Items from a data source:
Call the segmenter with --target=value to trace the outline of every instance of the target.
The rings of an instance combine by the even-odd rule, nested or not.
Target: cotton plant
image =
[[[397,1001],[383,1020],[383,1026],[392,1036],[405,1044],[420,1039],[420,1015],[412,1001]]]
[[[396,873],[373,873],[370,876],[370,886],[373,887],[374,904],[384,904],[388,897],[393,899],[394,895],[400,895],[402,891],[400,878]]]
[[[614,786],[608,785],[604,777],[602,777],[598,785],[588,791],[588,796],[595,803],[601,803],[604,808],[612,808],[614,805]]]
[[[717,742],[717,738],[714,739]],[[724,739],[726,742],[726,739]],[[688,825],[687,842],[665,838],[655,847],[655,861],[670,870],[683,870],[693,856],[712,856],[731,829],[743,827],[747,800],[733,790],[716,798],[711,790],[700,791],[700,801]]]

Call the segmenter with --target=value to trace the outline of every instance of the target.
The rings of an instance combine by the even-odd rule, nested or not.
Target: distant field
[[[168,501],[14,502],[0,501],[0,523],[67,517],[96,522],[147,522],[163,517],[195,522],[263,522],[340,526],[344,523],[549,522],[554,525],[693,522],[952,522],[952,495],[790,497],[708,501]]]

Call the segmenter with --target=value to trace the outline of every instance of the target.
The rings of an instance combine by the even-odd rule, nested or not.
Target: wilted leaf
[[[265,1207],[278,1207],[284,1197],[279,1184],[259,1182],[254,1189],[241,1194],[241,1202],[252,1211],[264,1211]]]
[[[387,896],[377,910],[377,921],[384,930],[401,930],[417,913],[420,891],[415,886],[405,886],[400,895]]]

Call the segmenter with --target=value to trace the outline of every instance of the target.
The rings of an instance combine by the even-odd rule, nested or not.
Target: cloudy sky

Goal | Copy out every entry above word for word, changing nothing.

The solution |
Call the segmenter with --target=value to trace the outline of every instance of the target.
The rings of an instance combine by the even-odd rule, nested or not.
Target: cotton plant
image =
[[[397,1001],[383,1020],[383,1026],[392,1036],[405,1044],[420,1039],[420,1015],[412,1001]]]
[[[396,873],[373,873],[370,876],[370,886],[373,887],[374,904],[384,904],[388,897],[393,899],[394,895],[400,895],[402,891],[400,878]]]
[[[614,786],[608,785],[604,777],[602,777],[598,785],[588,791],[588,796],[595,803],[601,803],[604,808],[612,808],[614,805]]]
[[[717,742],[717,738],[714,739]],[[724,739],[726,742],[726,739]],[[688,825],[687,842],[665,838],[655,847],[655,861],[670,870],[683,870],[693,856],[712,856],[731,829],[743,827],[747,800],[733,790],[716,798],[711,790],[700,791],[700,801]]]

Call the segmenter with --target=value to trace the outline of every instance of the target.
The rings of an instance combine by the even-odd rule, nested or not.
Target: distant field
[[[168,501],[14,502],[0,501],[0,523],[67,517],[96,522],[147,522],[163,517],[195,522],[263,522],[340,526],[344,523],[549,522],[554,525],[693,522],[952,522],[952,495],[790,497],[708,501]]]

Call the segmenter with --target=value to trace the outline of every instance of the target.
The rings of an instance combine by the even-odd rule, nested or not.
Target: wilted leaf
[[[265,1207],[278,1207],[284,1197],[279,1184],[259,1182],[254,1189],[241,1194],[241,1202],[252,1211],[264,1211]]]
[[[387,896],[377,910],[377,921],[384,930],[401,930],[417,913],[420,891],[415,886],[405,886],[400,895]]]

Call the segmenter with --target=value to trace the outline of every instance of the target.
The rings of an instance combine by the even-odd rule, nested or not.
Target: cloudy sky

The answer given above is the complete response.